> **Problem description**
Below are the records. Retype exactly the lines between the lines holding "Target: bracelet on wrist" and "of the white", inclusive.

> **Source data**
-- Opening Marker --

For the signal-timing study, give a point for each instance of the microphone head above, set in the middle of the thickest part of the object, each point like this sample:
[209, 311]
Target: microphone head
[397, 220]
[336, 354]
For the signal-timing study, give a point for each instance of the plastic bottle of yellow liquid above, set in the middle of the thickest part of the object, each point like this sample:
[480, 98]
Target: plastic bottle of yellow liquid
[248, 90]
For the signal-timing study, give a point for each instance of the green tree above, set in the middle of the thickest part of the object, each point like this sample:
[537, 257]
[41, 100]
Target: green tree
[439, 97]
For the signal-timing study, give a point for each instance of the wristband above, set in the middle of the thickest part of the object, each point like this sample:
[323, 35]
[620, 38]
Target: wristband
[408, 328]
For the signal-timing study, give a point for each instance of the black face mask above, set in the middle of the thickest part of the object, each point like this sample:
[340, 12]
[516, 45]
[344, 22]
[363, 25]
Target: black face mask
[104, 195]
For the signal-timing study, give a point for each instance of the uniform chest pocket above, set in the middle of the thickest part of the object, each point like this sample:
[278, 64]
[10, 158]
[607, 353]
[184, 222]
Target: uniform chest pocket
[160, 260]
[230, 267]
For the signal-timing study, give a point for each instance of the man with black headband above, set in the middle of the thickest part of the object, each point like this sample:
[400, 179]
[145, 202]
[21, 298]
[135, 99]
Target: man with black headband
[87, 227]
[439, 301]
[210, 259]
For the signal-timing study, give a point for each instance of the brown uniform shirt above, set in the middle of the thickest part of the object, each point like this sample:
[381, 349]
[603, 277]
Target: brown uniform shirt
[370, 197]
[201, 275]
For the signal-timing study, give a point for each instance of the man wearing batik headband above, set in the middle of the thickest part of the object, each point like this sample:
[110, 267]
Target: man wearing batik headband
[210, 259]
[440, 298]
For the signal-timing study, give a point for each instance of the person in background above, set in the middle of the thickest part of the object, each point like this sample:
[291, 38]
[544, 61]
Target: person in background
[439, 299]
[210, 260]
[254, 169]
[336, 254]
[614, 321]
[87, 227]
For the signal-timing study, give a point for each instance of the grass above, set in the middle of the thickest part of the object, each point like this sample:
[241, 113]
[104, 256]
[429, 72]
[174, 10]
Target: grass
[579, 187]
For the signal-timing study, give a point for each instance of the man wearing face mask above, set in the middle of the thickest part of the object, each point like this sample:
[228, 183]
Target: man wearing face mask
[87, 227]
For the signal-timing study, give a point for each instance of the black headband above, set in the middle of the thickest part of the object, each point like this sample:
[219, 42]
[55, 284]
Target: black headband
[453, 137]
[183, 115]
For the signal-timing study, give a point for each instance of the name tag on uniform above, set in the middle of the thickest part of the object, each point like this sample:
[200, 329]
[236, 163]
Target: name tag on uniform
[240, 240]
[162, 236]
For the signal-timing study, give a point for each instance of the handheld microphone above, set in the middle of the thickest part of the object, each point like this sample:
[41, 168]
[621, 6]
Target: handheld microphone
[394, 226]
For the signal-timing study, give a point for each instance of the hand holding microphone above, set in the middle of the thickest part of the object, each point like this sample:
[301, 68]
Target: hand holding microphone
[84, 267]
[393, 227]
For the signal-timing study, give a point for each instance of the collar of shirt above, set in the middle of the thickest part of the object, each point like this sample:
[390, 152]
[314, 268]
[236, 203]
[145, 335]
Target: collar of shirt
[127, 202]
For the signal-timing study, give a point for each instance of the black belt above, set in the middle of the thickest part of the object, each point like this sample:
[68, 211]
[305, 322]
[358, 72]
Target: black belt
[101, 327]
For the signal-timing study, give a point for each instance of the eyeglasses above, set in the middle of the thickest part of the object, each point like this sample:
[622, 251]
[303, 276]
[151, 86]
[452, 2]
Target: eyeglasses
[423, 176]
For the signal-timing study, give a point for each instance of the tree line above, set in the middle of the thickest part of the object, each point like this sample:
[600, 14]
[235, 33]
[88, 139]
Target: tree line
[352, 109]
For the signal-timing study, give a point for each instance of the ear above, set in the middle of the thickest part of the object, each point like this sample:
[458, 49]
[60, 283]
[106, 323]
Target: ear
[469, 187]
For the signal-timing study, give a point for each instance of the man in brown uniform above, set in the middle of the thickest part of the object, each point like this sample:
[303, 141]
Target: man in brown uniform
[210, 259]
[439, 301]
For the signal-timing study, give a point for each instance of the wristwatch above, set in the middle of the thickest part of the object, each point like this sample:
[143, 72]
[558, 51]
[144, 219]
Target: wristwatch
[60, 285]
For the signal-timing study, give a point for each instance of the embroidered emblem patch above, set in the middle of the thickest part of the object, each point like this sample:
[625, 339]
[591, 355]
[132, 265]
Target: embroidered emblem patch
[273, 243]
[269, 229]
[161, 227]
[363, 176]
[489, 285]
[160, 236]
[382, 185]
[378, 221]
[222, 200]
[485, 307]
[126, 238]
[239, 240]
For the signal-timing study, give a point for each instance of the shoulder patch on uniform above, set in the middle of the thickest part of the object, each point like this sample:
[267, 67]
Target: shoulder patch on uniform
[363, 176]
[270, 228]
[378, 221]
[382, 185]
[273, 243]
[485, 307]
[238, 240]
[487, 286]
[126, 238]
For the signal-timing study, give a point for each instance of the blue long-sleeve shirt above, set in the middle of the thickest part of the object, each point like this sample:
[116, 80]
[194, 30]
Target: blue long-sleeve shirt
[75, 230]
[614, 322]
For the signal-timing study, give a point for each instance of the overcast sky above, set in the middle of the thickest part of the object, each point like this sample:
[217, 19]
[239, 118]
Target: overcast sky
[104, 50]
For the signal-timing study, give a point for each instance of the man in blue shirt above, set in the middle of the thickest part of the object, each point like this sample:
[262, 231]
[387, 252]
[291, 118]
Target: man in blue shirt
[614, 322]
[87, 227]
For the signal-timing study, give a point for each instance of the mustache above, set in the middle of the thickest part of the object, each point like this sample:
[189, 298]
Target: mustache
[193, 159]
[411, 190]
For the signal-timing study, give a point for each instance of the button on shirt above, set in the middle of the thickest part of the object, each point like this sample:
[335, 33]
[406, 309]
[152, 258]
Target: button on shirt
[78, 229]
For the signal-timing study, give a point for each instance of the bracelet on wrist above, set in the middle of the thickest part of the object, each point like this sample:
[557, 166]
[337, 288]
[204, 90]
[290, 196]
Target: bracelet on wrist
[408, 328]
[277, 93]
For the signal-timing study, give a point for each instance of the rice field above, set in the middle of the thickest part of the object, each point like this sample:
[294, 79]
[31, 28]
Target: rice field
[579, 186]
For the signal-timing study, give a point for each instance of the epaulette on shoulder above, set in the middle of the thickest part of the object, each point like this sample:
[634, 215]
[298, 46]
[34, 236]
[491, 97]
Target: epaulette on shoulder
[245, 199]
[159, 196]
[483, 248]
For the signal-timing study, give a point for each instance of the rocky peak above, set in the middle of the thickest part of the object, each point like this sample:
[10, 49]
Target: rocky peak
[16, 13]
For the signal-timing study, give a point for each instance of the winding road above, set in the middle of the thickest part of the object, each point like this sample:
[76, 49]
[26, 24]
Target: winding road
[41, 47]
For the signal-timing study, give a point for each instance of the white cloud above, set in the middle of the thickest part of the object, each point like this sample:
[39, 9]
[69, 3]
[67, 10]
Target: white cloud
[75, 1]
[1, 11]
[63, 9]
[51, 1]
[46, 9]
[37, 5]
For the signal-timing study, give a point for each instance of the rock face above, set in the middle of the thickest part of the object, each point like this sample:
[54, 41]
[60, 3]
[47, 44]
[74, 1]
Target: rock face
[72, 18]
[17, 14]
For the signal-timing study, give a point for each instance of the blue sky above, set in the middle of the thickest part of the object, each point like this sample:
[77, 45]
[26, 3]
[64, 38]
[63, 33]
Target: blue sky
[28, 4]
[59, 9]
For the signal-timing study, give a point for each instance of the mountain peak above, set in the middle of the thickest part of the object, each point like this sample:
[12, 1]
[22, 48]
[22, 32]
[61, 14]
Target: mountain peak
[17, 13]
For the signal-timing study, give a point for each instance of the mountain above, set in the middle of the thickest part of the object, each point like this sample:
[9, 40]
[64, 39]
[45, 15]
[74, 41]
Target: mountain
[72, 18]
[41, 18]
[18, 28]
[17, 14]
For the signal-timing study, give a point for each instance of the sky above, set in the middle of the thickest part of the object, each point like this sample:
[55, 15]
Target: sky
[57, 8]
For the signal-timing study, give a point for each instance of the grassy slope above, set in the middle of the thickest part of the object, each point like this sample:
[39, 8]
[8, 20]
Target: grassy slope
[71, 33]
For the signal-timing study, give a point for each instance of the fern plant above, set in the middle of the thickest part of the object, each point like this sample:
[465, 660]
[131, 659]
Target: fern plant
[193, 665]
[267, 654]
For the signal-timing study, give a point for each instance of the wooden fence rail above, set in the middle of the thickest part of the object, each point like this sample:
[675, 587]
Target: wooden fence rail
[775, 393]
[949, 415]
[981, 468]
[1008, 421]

-- Closing Marker --

> **Solution below**
Target: bracelet on wrist
[408, 328]
[277, 93]
For the signal-timing study, give a point for each instance of the rice field above, set in the middle of the thickest part of the object, each point like this sample:
[294, 79]
[31, 28]
Target: rice field
[579, 186]
For the signal-timing study, give a point for each instance of the epaulette on shoulder above, set in the middle of the thickest part of the object, each point like this sample:
[634, 215]
[298, 46]
[34, 236]
[491, 97]
Target: epaulette on shoulder
[245, 199]
[159, 196]
[483, 248]
For the signal-timing study, give a point for each instance of the rocky peak above, set in the middle of the thickest part of the object, each point like this sample:
[10, 49]
Target: rocky peak
[16, 13]
For the signal-timing study, give a point for each instance of the winding road above, set in the middle of the thickest part of the object, each point like this sample:
[76, 49]
[26, 24]
Target: winding road
[41, 47]
For the signal-timing study, give a point for each instance of the white cloud above, set in the middle of the thickest part of the object, each point like this sample:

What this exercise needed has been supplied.